What is being asked —
Pull out every line of the entries below that contains the string "structure", where uppercase and lowercase letters must match.

Material for the task —
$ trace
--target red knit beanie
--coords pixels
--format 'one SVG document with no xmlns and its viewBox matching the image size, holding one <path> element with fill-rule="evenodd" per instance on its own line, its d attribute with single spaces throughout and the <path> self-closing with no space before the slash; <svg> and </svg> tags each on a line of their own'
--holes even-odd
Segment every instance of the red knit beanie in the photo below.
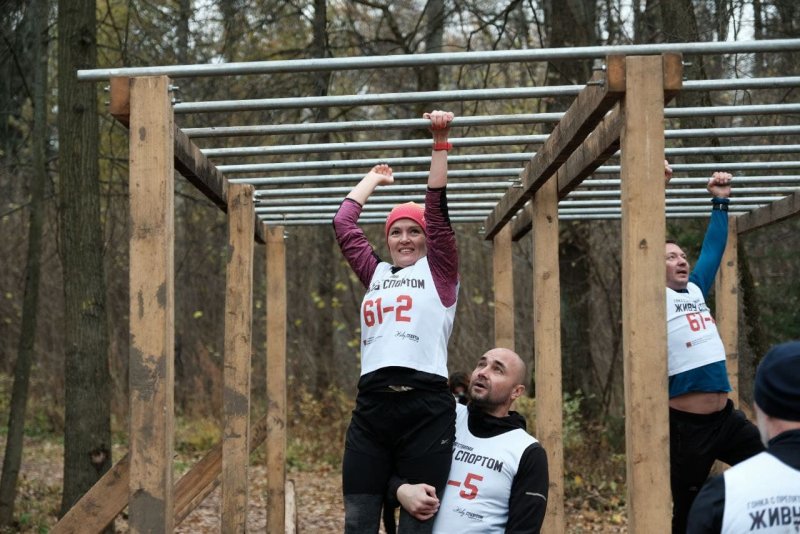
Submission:
<svg viewBox="0 0 800 534">
<path fill-rule="evenodd" d="M 398 204 L 392 208 L 392 211 L 389 212 L 389 216 L 386 217 L 387 239 L 389 238 L 389 228 L 391 228 L 398 219 L 411 219 L 422 227 L 423 232 L 425 231 L 425 208 L 414 202 L 406 202 L 405 204 Z"/>
</svg>

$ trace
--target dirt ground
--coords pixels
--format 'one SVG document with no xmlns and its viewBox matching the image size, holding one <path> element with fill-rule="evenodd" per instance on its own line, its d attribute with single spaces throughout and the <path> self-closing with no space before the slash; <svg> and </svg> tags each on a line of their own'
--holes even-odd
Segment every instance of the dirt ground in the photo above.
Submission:
<svg viewBox="0 0 800 534">
<path fill-rule="evenodd" d="M 0 456 L 5 449 L 0 436 Z M 11 532 L 42 534 L 56 522 L 62 481 L 62 448 L 44 440 L 26 439 L 23 466 L 16 506 L 19 524 Z M 115 451 L 115 457 L 121 457 Z M 341 474 L 335 469 L 290 472 L 297 499 L 298 532 L 303 534 L 336 533 L 343 531 L 344 513 L 341 495 Z M 250 470 L 250 532 L 264 532 L 266 526 L 266 469 L 255 465 Z M 598 512 L 598 497 L 590 494 L 580 499 L 568 499 L 565 504 L 567 532 L 620 533 L 627 532 L 624 513 Z M 593 506 L 594 505 L 594 506 Z M 178 533 L 219 532 L 220 490 L 214 491 L 180 525 Z M 127 532 L 125 514 L 115 521 L 117 532 Z"/>
</svg>

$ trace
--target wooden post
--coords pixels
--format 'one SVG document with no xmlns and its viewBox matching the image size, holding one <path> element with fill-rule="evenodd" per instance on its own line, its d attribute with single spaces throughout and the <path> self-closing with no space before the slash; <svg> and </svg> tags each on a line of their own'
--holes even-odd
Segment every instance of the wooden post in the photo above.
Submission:
<svg viewBox="0 0 800 534">
<path fill-rule="evenodd" d="M 130 531 L 172 532 L 174 117 L 166 76 L 131 78 Z"/>
<path fill-rule="evenodd" d="M 222 532 L 247 530 L 250 358 L 253 339 L 253 186 L 228 187 L 223 370 Z"/>
<path fill-rule="evenodd" d="M 286 530 L 286 247 L 283 226 L 267 241 L 267 533 Z"/>
<path fill-rule="evenodd" d="M 542 530 L 564 532 L 564 434 L 561 379 L 561 290 L 558 268 L 558 181 L 552 176 L 532 201 L 533 353 L 536 438 L 547 451 L 550 489 Z"/>
<path fill-rule="evenodd" d="M 630 532 L 667 532 L 669 411 L 661 56 L 626 60 L 622 136 L 622 350 Z"/>
<path fill-rule="evenodd" d="M 510 224 L 494 236 L 492 244 L 494 346 L 514 350 L 514 267 Z"/>
<path fill-rule="evenodd" d="M 728 379 L 733 391 L 728 397 L 739 406 L 739 233 L 736 217 L 728 218 L 728 245 L 717 275 L 717 330 L 725 346 Z"/>
</svg>

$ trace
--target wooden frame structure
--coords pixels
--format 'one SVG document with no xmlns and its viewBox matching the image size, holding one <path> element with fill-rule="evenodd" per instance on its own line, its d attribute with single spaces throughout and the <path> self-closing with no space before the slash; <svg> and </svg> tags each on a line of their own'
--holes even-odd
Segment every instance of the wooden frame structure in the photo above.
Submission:
<svg viewBox="0 0 800 534">
<path fill-rule="evenodd" d="M 791 44 L 790 49 L 800 49 L 800 41 Z M 498 346 L 513 349 L 516 335 L 512 242 L 533 229 L 536 435 L 550 461 L 551 498 L 545 524 L 548 533 L 565 530 L 559 206 L 620 146 L 629 525 L 632 532 L 644 532 L 653 525 L 669 522 L 669 487 L 664 483 L 669 478 L 666 332 L 662 327 L 653 327 L 665 325 L 662 244 L 667 201 L 663 181 L 656 178 L 661 174 L 665 152 L 664 106 L 683 84 L 679 54 L 647 53 L 650 55 L 607 56 L 605 72 L 580 89 L 541 149 L 525 160 L 518 184 L 506 187 L 491 212 L 478 216 L 484 221 L 486 239 L 491 239 L 494 246 Z M 800 81 L 793 83 L 800 86 Z M 263 441 L 267 442 L 271 475 L 267 531 L 292 531 L 294 512 L 287 503 L 293 502 L 293 486 L 285 480 L 284 243 L 284 224 L 291 224 L 293 219 L 287 216 L 291 211 L 287 210 L 277 225 L 274 219 L 257 217 L 259 191 L 252 185 L 231 181 L 226 174 L 238 169 L 214 165 L 175 125 L 176 106 L 171 102 L 170 91 L 170 80 L 164 75 L 111 79 L 110 111 L 131 131 L 131 447 L 130 453 L 75 505 L 54 532 L 99 532 L 125 505 L 130 506 L 132 532 L 169 532 L 220 483 L 223 531 L 246 530 L 248 455 Z M 363 167 L 367 163 L 358 160 L 352 165 Z M 171 467 L 175 170 L 226 211 L 229 220 L 224 435 L 222 442 L 177 483 L 172 479 Z M 309 190 L 308 194 L 315 193 Z M 736 237 L 800 212 L 800 193 L 796 191 L 774 203 L 765 202 L 763 207 L 731 218 L 731 244 L 718 279 L 718 320 L 734 384 L 738 373 Z M 309 206 L 313 203 L 303 207 Z M 269 343 L 268 412 L 251 426 L 252 317 L 248 303 L 253 298 L 253 237 L 266 244 Z"/>
</svg>

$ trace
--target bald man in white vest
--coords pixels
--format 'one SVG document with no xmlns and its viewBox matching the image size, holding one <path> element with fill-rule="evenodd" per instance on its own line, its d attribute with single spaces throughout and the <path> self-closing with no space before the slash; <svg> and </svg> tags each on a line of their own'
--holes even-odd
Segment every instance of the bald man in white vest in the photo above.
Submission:
<svg viewBox="0 0 800 534">
<path fill-rule="evenodd" d="M 393 480 L 403 508 L 433 532 L 535 534 L 547 508 L 547 455 L 511 405 L 525 392 L 525 362 L 496 348 L 472 372 L 469 404 L 456 406 L 456 441 L 441 502 L 426 484 Z"/>
</svg>

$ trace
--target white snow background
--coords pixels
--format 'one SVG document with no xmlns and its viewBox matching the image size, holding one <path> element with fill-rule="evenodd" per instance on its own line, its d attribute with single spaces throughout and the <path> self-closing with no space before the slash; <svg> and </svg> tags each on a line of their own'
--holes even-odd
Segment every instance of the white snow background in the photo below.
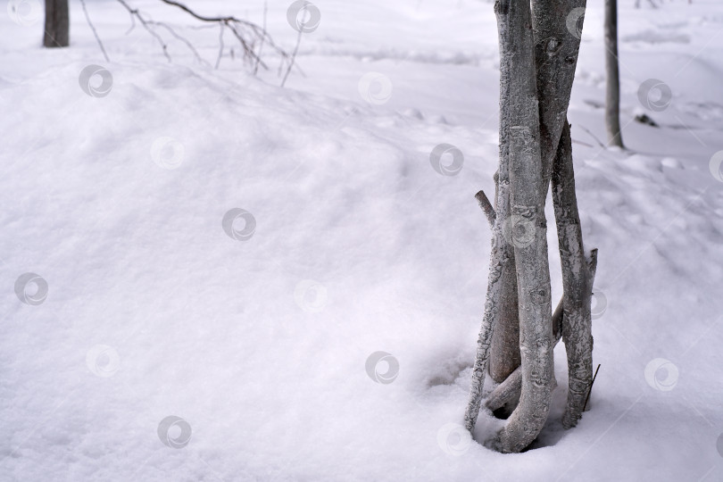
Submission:
<svg viewBox="0 0 723 482">
<path fill-rule="evenodd" d="M 270 51 L 253 77 L 227 30 L 216 70 L 217 28 L 129 2 L 205 63 L 160 29 L 169 62 L 112 0 L 87 2 L 111 62 L 79 2 L 64 49 L 40 47 L 39 1 L 0 5 L 1 480 L 723 479 L 723 3 L 620 0 L 621 152 L 596 140 L 590 1 L 569 120 L 602 367 L 562 430 L 559 345 L 547 426 L 503 455 L 459 426 L 490 249 L 473 195 L 497 162 L 492 4 L 313 0 L 281 88 Z M 263 21 L 262 0 L 186 3 Z M 290 4 L 267 13 L 289 52 Z M 81 88 L 94 64 L 107 96 Z M 669 103 L 638 95 L 651 79 Z M 456 175 L 431 165 L 443 143 Z M 248 222 L 225 230 L 234 209 Z M 24 273 L 42 279 L 16 294 Z M 500 423 L 483 411 L 476 437 Z"/>
</svg>

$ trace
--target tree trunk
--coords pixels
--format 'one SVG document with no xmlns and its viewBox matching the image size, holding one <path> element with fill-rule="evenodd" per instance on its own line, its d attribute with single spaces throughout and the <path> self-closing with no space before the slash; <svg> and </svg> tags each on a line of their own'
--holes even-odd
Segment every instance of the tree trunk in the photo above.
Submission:
<svg viewBox="0 0 723 482">
<path fill-rule="evenodd" d="M 505 366 L 502 359 L 507 356 L 508 370 L 497 375 L 507 377 L 490 395 L 486 407 L 495 410 L 516 404 L 516 408 L 486 445 L 503 453 L 526 448 L 547 420 L 556 386 L 553 354 L 561 337 L 568 352 L 570 380 L 566 428 L 579 420 L 590 388 L 589 313 L 596 251 L 590 260 L 583 254 L 567 122 L 579 52 L 579 31 L 569 30 L 568 24 L 576 21 L 577 27 L 585 4 L 585 0 L 497 0 L 494 5 L 500 40 L 500 167 L 494 209 L 484 193 L 478 194 L 494 222 L 493 252 L 465 425 L 473 431 L 488 355 L 499 350 L 499 366 Z M 544 216 L 551 179 L 564 288 L 554 316 Z M 511 267 L 514 276 L 506 278 Z M 514 300 L 510 287 L 515 285 L 513 310 L 508 307 Z M 511 372 L 516 360 L 502 353 L 512 353 L 512 337 L 498 334 L 511 313 L 517 318 L 521 361 Z"/>
<path fill-rule="evenodd" d="M 490 441 L 500 452 L 519 452 L 547 420 L 553 377 L 553 324 L 544 197 L 540 154 L 535 41 L 528 0 L 500 1 L 500 141 L 509 153 L 511 220 L 519 313 L 522 391 L 507 424 Z M 503 119 L 504 120 L 502 120 Z M 500 183 L 503 184 L 502 170 Z"/>
<path fill-rule="evenodd" d="M 68 0 L 46 0 L 46 33 L 43 46 L 68 46 L 70 42 Z"/>
<path fill-rule="evenodd" d="M 553 171 L 553 203 L 555 207 L 560 259 L 562 264 L 561 334 L 568 355 L 569 391 L 562 426 L 570 428 L 582 417 L 587 391 L 593 381 L 593 322 L 590 303 L 597 251 L 586 259 L 580 217 L 575 195 L 572 143 L 566 124 Z"/>
<path fill-rule="evenodd" d="M 620 71 L 618 62 L 618 0 L 605 0 L 605 127 L 608 144 L 623 148 L 620 133 Z"/>
</svg>

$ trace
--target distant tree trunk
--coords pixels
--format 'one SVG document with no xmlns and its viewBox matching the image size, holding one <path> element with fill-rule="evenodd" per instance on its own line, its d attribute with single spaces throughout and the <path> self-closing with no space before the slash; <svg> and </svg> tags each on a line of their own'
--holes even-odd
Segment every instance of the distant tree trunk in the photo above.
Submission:
<svg viewBox="0 0 723 482">
<path fill-rule="evenodd" d="M 605 127 L 608 144 L 623 147 L 620 133 L 620 70 L 618 60 L 618 0 L 605 0 Z"/>
<path fill-rule="evenodd" d="M 70 43 L 68 0 L 46 0 L 46 33 L 43 46 L 68 46 Z"/>
</svg>

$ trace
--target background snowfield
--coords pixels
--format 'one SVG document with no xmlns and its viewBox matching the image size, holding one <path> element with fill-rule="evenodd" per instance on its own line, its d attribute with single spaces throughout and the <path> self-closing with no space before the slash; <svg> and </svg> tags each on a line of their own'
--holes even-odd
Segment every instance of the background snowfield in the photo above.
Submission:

Task solution —
--target wooden frame structure
Segment every instance of the wooden frame structure in the photo above.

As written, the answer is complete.